**Passage to read:**
Antonio Ferrante Gonzaga (9 December 1687 – 16 April 1729) was the reigning Duke of Guastalla and a member of the House of Gonzaga.

== Early life ==
Antonio was the son of Vincenzo Gonzaga, Duke of Guastalla and his second wife Maria Vittoria Gonzaga. His sister was Eleonora Luisa Gonzaga, sister in law to Cosimo III de' Medici, Grand Duke of Tuscany. Antonio succeeded his father in 1714.

== Personal life ==
Antonio was engaged to Princess Maria Karolina Sobieska, granddaughter of John III Sobieski but Maria Karolina (known as Charlotte) refused and married Frédéric Maurice Casimir de La Tour d'Auvergne, Prince of Turenne instead.

**Set of tasks:**
1. Reproduce everything in the Antonio Ferrante Gonzaga passage from "Antonio Ferrante Gonzaga" down to "of Turenne instead.".
2. Resume the account of Antonio Ferrante Gonzaga, starting right after its last sentence.
The rows after this play no part in it.

**Dataset entries:**
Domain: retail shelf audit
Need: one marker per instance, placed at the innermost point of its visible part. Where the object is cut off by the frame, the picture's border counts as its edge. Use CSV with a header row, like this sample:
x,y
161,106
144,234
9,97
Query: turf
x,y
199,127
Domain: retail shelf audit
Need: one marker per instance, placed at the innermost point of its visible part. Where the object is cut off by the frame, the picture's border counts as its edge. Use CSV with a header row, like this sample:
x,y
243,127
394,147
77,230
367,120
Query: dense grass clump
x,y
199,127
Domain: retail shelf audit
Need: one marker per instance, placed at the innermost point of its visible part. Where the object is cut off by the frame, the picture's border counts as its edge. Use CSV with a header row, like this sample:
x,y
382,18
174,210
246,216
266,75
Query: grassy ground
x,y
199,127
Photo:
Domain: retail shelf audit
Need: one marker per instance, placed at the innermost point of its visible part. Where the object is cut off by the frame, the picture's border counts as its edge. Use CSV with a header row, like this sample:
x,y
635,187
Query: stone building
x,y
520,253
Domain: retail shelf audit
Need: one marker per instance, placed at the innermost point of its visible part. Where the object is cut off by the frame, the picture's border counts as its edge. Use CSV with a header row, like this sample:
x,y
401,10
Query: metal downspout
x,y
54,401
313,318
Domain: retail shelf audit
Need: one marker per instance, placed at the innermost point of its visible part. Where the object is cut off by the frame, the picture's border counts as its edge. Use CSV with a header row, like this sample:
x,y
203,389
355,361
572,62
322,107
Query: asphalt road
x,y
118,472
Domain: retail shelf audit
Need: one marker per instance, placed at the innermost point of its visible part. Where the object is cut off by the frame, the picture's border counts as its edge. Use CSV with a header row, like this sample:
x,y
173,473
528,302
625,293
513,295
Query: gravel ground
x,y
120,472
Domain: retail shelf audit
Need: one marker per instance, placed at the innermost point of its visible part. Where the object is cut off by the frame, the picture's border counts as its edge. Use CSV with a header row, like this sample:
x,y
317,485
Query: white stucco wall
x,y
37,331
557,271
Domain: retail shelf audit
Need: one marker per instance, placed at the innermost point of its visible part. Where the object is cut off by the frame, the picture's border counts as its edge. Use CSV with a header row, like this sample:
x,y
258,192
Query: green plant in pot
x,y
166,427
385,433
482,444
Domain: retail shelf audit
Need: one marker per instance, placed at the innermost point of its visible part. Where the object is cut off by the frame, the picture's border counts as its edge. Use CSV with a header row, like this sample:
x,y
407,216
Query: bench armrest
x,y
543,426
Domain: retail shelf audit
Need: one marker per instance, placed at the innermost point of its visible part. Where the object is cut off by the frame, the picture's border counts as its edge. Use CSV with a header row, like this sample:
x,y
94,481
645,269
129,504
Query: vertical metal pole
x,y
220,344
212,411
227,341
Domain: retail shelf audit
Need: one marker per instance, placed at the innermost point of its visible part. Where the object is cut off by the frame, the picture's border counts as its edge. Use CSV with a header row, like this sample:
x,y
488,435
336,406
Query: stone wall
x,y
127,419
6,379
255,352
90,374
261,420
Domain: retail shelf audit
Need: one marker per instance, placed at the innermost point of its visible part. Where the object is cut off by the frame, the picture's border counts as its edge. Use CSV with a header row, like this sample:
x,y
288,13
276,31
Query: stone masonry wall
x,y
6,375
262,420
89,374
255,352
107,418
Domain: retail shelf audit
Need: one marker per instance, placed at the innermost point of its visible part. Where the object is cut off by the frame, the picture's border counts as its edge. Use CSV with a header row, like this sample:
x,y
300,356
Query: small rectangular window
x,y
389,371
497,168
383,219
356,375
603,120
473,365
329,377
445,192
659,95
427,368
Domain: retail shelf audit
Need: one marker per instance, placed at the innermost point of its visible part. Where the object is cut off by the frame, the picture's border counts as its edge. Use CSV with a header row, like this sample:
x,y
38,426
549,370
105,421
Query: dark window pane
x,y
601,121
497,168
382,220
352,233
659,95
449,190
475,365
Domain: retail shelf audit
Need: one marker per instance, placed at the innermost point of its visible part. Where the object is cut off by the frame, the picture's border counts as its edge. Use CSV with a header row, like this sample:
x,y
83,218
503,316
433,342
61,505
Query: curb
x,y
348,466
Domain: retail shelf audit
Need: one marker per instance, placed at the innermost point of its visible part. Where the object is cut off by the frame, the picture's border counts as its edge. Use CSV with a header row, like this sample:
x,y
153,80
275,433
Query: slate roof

**Set of answers:**
1.
Antonio Ferrante Gonzaga (9 December 1687 – 16 April 1729) was the reigning Duke of Guastalla and a member of the House of Gonzaga.

== Early life ==
Antonio was the son of Vincenzo Gonzaga, Duke of Guastalla and his second wife Maria Vittoria Gonzaga. His sister was Eleonora Luisa Gonzaga, sister in law to Cosimo III de' Medici, Grand Duke of Tuscany. Antonio succeeded his father in 1714.

== Personal life ==
Antonio was engaged to Princess Maria Karolina Sobieska, granddaughter of John III Sobieski but Maria Karolina (known as Charlotte) refused and married Frédéric Maurice Casimir de La Tour d'Auvergne, Prince of Turenne instead.

2.
Antonio married first with Margherita Cesarini. After death of his first wife in 1725, he was remarried on 23 February 1727 in Darmstadt to Theodora of Hesse-Darmstadt, the only daughter of Prince Philip of Hesse-Darmstadt and Princess Marie Therese Ernestine of Croy-Havré. These marriages remained childless.

== Death ==
Antonio Ferrante was burned alive in an accident in his capital, Guastalla. After his death, the Duchy was inherited by his younger brother Giuseppe Gonzaga.

==Sources==
- Parrott, David (1997). "Royal and Republican Sovereignty in Early Modern Europe"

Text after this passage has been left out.